══ Testo da leggere

Saranno il mercato e la CUN a portare il grano duro del Sud a 40 euro al quintale/ MATTINALE 445

3 novembre 2019

Con questo articolo proviamo a dimostrare il perché, il prossimo anno, il prezzo del grano duro del Sud Italia potrebbe raggiungere i 40 euro al quintale. Il contesto internazionale è favorevole. E ci sarà la CUN, che il Governo nazione deve istituire perché lo prevede il pronunciamento della magistratura. Il nostro amico Cosimo Gioia è troppo pessimista. Sui centri di stoccaggio in Sicilia può intervenire la Regione

Qualche giorno fa abbiamo lanciato una proposta per rilanciare il grano duro del Sud Italia e della Sicilia: dare vita a un’alleanza tra i produttori di grano duro del Sud per fissare il prezzo di questo prodotto a 40 euro al quintale. La nostra proposta ha suscitato un certo dibattito. E un noto produttore di grano duro che opera in Sicilia – Cosimo Gioia – che noi conosciamo e stimiamo – ha replicato spiegando che la nostra proposta non è sbagliata, ma è impossibile da realizzare. 

In questo articolo proveremo a dimostrare che il nostro amico Gioia è un po’ troppo pessimista. E che, invece, qualche risultato si può raggiungere. Proviamo a illustrare il perché – a nostro modesto avviso – i produttori del grano duro del Sud Italia e della Sicilia possono diventare, con un po’ di buona volontà e con la buona politica, i protagonisti del proprio destino.

Non abbiamo tirato fuori questa cifra – 40 euro al quintale – dal nulla: abbiamo semplicemente preso come riferimento il prezzo del Desert Durum, che è il grano duro che si coltiva da l’Arizona e la California. Ebbene, il prezzo di questo grano duro americano non scende mai sotto i 40 dollari al quintale.

Poiché le caratteristiche organolettiche del grano duro del Sud Italia e siciliano non hanno nulla da invidiare al Desert Durum, non si capisce perché il grano duro statunitense debba essere venduto a 40 dollari il quintale, mentre il grano duro del Sud Italia debba essere venduto a 18-20 euro al quintale, perché così hanno deciso le industrie del Nord Italia, che nel nostro Paese, da decenni, controllano la politica agricola.

La nostra proposta, lo ribadiamo, non arriva dal nulla, ma dall’osservazione dei fatti. E i fatti ci dicono che, tra i consumatori italiani ed europei (per esempio in Germania, dove c’è grande sensibilità per la qualità del cibo, ma non soltanto in Germania), cresce giorno dopo giorno il numero di consumatori che si interroga sulla tossicità della pasta industriale.

Il messaggio che l’Unione Europea, per far arrivare il grano estero Europa (grano duro e anche grano tenero), ha innalzato il livello dei contaminanti, consentendo l’importazione in Europa di grano che presenta alti livelli di grlifosato e micotossine DON, è passato. Molti consumatori l’hanno capito e non acquistano più pasta industriale.

════

Esercizi ->
• A. Ripeti alla lettera il passo dell'articolo sul grano duro che va da "La nostra proposta, lo" a "più pasta industriale.".
• B. Secondo l'articolo sul grano duro, sotto quale prezzo al quintale non scende mai il Desert Durum?
• C. Porta avanti l'articolo sul grano duro dopo la sua ultima frase.
Il materiale riportato qui non ha alcun legame con l'articolo sul grano duro.

══ Dati forniti

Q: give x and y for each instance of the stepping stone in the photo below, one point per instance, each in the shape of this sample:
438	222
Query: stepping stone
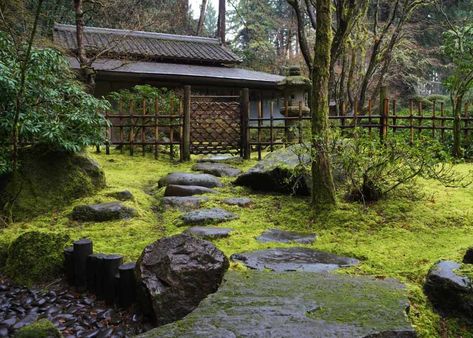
102	212
280	236
243	202
295	305
209	232
124	195
293	259
184	203
217	169
229	159
186	190
202	180
208	216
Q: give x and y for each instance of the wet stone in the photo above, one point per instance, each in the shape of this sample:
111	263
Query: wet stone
209	232
202	180
281	236
183	203
293	259
102	212
297	304
217	169
242	202
208	216
186	190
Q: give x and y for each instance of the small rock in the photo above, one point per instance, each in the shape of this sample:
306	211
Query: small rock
217	169
174	274
186	190
183	203
449	292
209	232
280	236
102	212
202	180
227	158
468	258
208	216
124	195
293	259
243	202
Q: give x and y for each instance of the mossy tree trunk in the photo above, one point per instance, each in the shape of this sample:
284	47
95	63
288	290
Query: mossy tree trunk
323	188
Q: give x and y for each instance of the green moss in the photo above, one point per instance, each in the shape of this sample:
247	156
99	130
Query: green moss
43	328
35	257
400	237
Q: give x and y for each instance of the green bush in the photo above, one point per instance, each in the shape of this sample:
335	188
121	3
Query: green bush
43	328
51	109
35	257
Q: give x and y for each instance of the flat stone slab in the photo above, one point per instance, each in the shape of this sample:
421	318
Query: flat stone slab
281	236
202	180
217	169
187	190
209	232
243	202
102	212
299	304
184	203
208	216
293	259
224	158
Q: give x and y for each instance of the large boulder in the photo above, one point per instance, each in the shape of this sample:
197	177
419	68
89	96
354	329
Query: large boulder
48	180
202	180
35	257
102	212
175	274
280	171
449	292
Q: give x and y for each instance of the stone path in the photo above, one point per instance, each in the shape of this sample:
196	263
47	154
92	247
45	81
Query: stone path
298	297
277	305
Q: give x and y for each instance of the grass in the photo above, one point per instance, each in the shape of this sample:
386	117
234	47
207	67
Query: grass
400	237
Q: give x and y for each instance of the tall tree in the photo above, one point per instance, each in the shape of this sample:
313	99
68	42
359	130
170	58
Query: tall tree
323	188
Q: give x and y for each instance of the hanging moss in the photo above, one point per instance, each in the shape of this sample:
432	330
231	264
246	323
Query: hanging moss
43	328
35	257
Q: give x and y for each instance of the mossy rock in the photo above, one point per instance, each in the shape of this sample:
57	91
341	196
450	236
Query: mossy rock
43	328
35	257
48	180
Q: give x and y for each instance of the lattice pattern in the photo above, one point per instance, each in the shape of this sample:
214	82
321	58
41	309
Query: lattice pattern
215	125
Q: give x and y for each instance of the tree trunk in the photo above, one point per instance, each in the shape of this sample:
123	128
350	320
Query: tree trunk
323	188
200	25
221	20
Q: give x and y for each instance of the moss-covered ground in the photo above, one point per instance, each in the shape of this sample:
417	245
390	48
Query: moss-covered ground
399	237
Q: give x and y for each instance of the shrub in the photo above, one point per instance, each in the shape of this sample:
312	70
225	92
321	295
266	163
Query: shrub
51	109
35	257
373	168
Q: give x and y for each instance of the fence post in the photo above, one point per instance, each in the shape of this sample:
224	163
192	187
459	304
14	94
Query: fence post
186	132
245	136
383	113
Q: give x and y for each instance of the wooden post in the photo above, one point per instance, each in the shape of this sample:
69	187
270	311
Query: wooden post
126	285
382	112
186	133
245	116
110	264
82	249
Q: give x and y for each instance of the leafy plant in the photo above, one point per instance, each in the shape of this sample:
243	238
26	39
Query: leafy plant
51	109
372	168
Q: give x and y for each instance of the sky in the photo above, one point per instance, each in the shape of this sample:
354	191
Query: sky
195	5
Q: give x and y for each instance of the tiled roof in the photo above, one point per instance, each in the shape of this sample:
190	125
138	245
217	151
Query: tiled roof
154	69
147	46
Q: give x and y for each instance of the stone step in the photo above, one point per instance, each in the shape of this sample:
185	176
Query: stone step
202	180
208	216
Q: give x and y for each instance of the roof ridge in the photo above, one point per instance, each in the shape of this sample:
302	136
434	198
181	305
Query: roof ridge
153	35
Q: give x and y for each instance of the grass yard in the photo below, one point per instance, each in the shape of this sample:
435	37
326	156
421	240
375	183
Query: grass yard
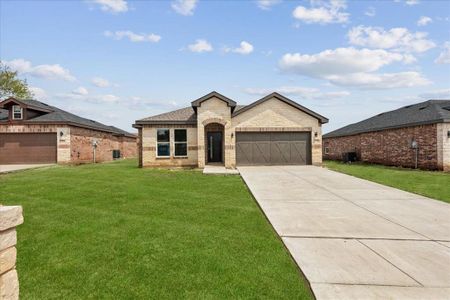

════

Risposte per esercizio ->
• A.
La nostra proposta, lo ribadiamo, non arriva dal nulla, ma dall’osservazione dei fatti. E i fatti ci dicono che, tra i consumatori italiani ed europei (per esempio in Germania, dove c’è grande sensibilità per la qualità del cibo, ma non soltanto in Germania), cresce giorno dopo giorno il numero di consumatori che si interroga sulla tossicità della pasta industriale.

Il messaggio che l’Unione Europea, per far arrivare il grano estero Europa (grano duro e anche grano tenero), ha innalzato il livello dei contaminanti, consentendo l’importazione in Europa di grano che presenta alti livelli di grlifosato e micotossine DON, è passato. Molti consumatori l’hanno capito e non acquistano più pasta industriale.

• B. Non scende mai sotto i 40 dollari al quintale.

• C.
Anche gli industriali l’hanno capito: e infatti cominciano a manifestare di nuovo interesse per il grano duro del Sud Italia che, notoriamente, non contiene né glifosato, né micotossine DON, se è vero che matura grazie al sole e non con le diavolerie chimiche che utilizzano nei Paesi freddi e umidi: Paesi che non dovrebbero certo coltivare il grano, duro e tenero!

Però gli industriali italiani non sono cambiati: hanno sì capito che, nel mondo dei consumatori, il vento sta cambiando, ma il bastone del comando vogliono tenerlo sempre loro. Vogliono tornare ad acquistare il grano duro del Sud Italia, ma al prezzo che dicono loro!

Il gruppo Barilla, ad esempio, è tornato in Sicilia. Tornato, come ha opportunamente sottolineato Margherita Tomasello, già titolare di un noto pastificio siciliano che ha prodotto per la Barilla pasta per oltre venti anni!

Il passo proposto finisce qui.